___ Information shown
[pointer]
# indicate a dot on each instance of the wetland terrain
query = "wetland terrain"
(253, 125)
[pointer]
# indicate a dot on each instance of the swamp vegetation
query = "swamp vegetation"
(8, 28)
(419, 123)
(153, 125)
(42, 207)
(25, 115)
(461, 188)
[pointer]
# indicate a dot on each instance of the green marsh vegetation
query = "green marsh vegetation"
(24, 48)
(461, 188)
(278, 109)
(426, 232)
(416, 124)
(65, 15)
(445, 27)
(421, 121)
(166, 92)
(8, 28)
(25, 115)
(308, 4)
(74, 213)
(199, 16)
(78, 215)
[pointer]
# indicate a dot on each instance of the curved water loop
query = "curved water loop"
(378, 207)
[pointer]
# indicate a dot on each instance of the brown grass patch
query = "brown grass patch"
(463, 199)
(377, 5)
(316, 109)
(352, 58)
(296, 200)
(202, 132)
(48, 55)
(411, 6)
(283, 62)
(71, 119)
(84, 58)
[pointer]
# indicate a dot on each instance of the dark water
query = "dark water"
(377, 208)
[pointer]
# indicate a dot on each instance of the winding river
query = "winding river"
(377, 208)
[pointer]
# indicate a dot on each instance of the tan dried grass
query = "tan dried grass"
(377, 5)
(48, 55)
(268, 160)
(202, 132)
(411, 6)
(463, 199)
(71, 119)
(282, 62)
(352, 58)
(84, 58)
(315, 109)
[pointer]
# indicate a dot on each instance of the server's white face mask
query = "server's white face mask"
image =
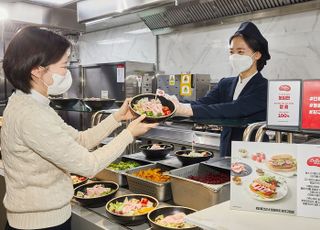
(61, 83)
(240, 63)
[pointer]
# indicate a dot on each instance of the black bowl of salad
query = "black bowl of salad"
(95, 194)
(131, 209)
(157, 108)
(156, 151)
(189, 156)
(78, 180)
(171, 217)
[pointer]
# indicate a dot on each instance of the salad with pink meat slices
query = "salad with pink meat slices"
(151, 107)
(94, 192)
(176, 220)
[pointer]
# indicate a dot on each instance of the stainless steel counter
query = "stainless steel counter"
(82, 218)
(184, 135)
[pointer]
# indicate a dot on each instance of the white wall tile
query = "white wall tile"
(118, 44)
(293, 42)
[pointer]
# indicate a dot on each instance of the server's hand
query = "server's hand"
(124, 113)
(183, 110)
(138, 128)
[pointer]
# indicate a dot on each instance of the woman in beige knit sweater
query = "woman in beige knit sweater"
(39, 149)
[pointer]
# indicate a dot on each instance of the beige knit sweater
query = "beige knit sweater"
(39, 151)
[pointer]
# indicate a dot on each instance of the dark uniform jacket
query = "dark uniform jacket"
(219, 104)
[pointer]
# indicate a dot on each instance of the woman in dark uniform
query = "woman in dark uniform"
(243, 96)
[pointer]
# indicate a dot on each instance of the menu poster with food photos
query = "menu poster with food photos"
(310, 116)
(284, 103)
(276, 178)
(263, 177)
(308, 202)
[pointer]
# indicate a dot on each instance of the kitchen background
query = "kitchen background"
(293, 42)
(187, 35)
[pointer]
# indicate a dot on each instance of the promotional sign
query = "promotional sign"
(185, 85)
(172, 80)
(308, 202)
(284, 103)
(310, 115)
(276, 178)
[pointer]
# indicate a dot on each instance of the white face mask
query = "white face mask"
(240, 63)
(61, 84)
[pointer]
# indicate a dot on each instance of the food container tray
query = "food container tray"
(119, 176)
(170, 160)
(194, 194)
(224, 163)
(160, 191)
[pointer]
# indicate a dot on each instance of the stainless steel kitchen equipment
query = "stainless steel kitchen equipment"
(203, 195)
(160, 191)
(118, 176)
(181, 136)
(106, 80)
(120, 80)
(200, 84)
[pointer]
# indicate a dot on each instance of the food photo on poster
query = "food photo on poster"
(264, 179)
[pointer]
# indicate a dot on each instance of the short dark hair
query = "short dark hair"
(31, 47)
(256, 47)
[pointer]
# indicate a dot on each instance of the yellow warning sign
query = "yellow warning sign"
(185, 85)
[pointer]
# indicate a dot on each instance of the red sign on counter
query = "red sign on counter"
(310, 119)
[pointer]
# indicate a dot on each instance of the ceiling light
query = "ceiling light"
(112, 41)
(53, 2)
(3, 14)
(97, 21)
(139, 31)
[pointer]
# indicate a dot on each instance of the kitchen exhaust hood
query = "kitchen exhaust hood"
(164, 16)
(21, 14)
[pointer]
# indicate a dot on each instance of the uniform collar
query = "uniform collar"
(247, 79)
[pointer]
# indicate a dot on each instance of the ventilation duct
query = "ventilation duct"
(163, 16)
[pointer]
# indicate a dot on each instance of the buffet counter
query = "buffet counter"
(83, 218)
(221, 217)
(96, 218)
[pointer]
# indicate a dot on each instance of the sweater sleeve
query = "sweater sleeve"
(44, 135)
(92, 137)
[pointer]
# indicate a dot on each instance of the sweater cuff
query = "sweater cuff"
______
In the records above, find the lines holding "cuff". Copy each one.

# indicate a dot on each instance of the sweater cuff
query = "sweater cuff"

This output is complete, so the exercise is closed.